Задания к упражнению —
- 1) Выпишите из текста о пропаганде всё, что перечислено сразу после слов «С рождения вокруг было пропагандистское...».
- 2) Какая надпись, согласно тексту о пропаганде, была на крыше артиллерийского училища в Ленинграде?
- 3) Продолжите текст о пропаганде, начав сразу после его последнего предложения.

Текст упражнения —

▶

Пропаганда

А если здраво рассудить — мы выросли в стране постоянной пропаганды. Ну, не все, конечно: взрослеющим в девяностых этого счастья не досталось. То ли дело наше поколение, рождённое в мирное время застоя... «К борьбе за дело коммунистической партии будь готов!» — «Всегда готов!». «Дедушка Ленин — самый большой друг детей!». «Да здравствует наша...» Да здравствует... да здравствует... Иногда забавно получалось: надпись на крыше артиллерийского училища в Ленинграде, например. Что забавного? А она гласила «Наша цель — коммунизм»... Нет, фото у меня нет. Фотоаппарата у меня тогда не было. А эра смартфонов даже не снилась... Но надпись была, помню.

Забавного, впрочем, было мало. Чаще — героическое. Алое знамя.. алый галстук... «Как повяжешь галстук — береги его»... Деды берегли... а мы — не особо. Пацаны, претендующие на статус «крутой», презрительно именовали «селёдка» и старались не повязывать. Но, как все, участвовали в конкурсе строя и песни... а? что? Что это за хрень? А это когда вся школа в определённый день марширует поочерёдно, и каждый класс поёт героическую песнь. Да, старались позабавиться, меняя слова, но всё же победы в конкурсе хотели. Престиж, чё...

С рождения вокруг было пропагандистское... Лозунги. «Ленинские комнаты». Издания всякие специальные. Политинформации в школе. Когда росла моя мама — «хорошими» были индийцы. «Руссиш — хинди бхай-бхай». Когда росла я — кубинцы. И цветные всякие. «Свободу Анжеле Дэвис!»... СССР — великая держава. СССР всегда поддерживает угнетённых... Мы выросли в этом. Мы впитали это с детсадовской кашкой и школьными обедами. Каждый ребёнок в начале восьмидесятых должен был знать страшные слова «Хиросима», «Нагасаки», «атомная бомба». И — сакральное: «бумажный журавлик»... И без устали писать сочинения и рисовать стенгазеты: миру — мир... Пропаганда делала своё: не знаю, как взрослые, а мы, дети, были уверены, что умрёт дорогой Леонид Ильич — и всё... Подлые американцы сбросят атомную бомбу. И ни Хиросима, ни Нагасаки не помогут...

◀

Приведённые записи —
▶

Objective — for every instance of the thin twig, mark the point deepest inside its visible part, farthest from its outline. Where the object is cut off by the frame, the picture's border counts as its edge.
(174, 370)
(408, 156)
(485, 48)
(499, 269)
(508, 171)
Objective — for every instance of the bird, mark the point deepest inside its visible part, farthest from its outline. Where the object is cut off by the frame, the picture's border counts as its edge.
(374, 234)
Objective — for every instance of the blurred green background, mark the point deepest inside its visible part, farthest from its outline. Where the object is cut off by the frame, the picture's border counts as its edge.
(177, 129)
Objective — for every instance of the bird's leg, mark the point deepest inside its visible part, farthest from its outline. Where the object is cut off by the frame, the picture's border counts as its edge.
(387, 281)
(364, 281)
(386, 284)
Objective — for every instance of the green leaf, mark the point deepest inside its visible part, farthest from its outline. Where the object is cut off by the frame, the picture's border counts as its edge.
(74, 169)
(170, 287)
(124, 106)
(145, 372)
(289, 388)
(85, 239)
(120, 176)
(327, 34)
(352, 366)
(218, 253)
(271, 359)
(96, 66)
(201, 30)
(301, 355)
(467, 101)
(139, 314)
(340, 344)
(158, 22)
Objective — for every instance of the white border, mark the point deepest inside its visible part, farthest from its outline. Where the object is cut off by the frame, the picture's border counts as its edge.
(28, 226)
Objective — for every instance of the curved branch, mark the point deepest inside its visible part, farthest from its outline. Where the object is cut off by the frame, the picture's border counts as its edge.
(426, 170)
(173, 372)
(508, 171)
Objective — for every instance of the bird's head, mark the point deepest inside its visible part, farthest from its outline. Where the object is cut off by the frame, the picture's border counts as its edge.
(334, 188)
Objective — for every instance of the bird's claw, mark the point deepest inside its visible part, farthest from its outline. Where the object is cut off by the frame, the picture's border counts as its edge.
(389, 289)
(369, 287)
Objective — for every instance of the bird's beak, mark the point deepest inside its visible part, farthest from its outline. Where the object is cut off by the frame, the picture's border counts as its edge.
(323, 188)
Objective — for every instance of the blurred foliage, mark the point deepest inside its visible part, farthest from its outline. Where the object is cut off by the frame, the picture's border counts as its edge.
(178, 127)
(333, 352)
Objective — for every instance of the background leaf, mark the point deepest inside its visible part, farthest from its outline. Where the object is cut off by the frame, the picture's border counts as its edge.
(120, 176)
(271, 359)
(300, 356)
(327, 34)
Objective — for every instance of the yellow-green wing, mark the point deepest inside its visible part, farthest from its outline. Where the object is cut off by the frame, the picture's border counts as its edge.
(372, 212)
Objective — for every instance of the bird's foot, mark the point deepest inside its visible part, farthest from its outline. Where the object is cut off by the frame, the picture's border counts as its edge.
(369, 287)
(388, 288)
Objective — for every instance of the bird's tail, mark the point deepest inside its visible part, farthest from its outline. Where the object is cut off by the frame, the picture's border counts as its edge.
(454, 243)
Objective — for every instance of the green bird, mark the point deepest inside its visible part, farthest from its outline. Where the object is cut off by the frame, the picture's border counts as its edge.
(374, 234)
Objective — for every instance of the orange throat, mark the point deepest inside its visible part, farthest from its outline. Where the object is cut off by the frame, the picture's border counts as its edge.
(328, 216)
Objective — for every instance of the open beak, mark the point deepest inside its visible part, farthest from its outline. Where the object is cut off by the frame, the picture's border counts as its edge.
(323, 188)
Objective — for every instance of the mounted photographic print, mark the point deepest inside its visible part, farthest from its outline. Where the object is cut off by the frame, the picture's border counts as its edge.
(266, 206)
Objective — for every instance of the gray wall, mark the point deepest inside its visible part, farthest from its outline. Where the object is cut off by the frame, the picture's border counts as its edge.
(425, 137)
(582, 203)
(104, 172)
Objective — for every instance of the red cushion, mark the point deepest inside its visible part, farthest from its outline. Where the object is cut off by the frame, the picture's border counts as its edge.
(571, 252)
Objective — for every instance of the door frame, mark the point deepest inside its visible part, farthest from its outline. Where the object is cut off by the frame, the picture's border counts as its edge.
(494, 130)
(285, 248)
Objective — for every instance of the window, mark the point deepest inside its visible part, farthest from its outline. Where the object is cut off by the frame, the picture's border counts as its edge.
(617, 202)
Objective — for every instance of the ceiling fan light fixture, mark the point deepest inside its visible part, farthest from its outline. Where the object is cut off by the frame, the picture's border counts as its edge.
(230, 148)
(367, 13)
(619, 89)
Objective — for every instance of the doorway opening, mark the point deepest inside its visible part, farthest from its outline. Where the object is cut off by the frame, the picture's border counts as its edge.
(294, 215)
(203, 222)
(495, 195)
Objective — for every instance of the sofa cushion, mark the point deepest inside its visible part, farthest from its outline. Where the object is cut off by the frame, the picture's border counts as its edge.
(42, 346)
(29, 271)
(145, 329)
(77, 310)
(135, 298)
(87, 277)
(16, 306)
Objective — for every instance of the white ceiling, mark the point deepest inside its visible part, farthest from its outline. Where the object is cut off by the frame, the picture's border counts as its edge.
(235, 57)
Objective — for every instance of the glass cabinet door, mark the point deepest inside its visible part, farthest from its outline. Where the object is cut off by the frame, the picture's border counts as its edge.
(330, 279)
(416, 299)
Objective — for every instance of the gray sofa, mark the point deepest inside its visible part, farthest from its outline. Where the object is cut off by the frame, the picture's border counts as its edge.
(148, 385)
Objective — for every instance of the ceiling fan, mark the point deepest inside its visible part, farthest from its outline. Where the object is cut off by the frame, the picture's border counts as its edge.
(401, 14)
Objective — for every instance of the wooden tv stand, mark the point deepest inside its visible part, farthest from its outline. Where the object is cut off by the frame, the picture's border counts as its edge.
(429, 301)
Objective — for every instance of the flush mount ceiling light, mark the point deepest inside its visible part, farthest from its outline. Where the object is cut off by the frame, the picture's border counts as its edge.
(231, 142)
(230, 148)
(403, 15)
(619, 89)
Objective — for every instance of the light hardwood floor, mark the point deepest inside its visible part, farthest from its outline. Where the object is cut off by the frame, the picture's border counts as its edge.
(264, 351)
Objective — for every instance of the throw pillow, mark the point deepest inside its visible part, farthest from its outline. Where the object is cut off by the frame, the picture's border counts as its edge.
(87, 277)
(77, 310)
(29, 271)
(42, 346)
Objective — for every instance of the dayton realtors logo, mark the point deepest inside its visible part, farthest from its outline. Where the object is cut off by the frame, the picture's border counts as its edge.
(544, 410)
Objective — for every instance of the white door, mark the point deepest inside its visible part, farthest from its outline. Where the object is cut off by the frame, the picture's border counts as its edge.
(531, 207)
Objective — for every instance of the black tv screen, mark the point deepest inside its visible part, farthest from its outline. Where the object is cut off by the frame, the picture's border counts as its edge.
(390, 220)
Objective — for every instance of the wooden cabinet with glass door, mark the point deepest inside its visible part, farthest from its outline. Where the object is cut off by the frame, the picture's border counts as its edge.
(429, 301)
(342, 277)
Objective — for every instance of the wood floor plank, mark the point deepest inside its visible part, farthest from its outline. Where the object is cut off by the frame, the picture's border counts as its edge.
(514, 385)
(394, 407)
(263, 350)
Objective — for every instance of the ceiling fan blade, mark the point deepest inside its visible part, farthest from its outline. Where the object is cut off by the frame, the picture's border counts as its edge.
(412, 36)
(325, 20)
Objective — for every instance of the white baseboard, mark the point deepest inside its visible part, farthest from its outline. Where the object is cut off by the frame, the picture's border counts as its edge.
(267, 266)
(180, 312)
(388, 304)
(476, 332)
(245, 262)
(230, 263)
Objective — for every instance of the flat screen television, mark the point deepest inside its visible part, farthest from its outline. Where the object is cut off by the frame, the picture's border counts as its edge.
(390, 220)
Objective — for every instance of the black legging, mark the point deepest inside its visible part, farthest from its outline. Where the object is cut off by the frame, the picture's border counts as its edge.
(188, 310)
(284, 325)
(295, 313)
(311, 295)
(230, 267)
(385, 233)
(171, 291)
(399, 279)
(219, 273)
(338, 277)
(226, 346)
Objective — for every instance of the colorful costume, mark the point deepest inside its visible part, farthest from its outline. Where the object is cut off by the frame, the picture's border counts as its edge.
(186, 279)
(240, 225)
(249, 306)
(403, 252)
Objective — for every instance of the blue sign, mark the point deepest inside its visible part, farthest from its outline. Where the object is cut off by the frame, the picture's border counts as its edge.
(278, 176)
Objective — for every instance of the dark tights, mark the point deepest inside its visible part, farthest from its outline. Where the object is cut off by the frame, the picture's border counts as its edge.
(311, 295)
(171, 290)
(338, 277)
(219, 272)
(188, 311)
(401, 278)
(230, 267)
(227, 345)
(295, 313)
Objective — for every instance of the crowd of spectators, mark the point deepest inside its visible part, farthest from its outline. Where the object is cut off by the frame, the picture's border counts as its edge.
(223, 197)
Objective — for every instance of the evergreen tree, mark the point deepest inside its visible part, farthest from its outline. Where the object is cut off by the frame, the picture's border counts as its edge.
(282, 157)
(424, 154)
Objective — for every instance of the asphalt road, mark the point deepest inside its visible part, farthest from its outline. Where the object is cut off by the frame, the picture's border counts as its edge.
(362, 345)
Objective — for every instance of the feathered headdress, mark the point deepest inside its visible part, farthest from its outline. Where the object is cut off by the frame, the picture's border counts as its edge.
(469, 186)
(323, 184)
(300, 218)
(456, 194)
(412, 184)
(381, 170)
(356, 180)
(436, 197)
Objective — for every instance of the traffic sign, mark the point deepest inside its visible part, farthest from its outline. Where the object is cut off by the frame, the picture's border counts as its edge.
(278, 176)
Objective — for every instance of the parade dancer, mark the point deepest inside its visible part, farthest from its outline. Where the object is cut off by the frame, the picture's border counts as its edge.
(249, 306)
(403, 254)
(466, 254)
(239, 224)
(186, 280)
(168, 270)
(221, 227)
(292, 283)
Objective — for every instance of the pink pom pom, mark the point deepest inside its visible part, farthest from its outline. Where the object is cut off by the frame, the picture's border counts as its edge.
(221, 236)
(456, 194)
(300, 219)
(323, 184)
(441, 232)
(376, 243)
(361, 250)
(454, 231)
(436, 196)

◀

Ответы к упражнению —
- 1) Лозунги; «Ленинские комнаты»; издания всякие специальные; политинформации в школе.

- 2) «Наша цель — коммунизм».

- 3)
Бомбы не было. Были люди. Они оказались такие же, как мы: те же интересы, те же переживания... так странно... Пропаганда в подсознании кричала «Не верь!»... А разум говорил иное...
Как-то, лет десять назад, дщерь моя в ответ на мои воспоминания сказала: «Как вам повезло! Вы жили в такое интересное время!». Я отослала её смотреть «Ассу» и читать мемуары разных пиитов и писателей. Мне не казалось это время — интересным. Потому что за небольшим таким всплеском действительно интересного, но ещё связанного с пропагандой («СССР — оплот мира», «Да здравствует советский народ!»...) наступило не интересное. Голодное. Жутенькое... На изломе этого жутенького я пошла водить трамвай: там платили. Кондуктора у меня были как на подбор: два «высших», три... Кибернетики, инженеры, химики-физики... Им не было места в новом мире: мир становился другим. В чести стали спекулянты (теперь это назвали «бизнес»). Учёные и рабочие — нет.

Чем больше вокруг было лозунгов — тем менее пышной была жизнь. Скромные одежды, скромный стол, стандартная обстановка... Раз в год — на Чёрное море. Никаких «излишеств». Ни в одежде, ни в мыслях. Цензура. Литовка текстов. Ничто не совпадающее с линией партии не должно существовать. Параллельно с этим: санатории, медицина (кстати, условно-бесплатная: к «лучшему врачу в городе» мы бабушку водили в платную, Максимилиановскую, в бесплатной помочь не могли), образование... Много хорошего — за которое надо было платить свободой. Свободой слова. Свободой мысли. Говорить и мыслить разрешалось только в унисон с партией...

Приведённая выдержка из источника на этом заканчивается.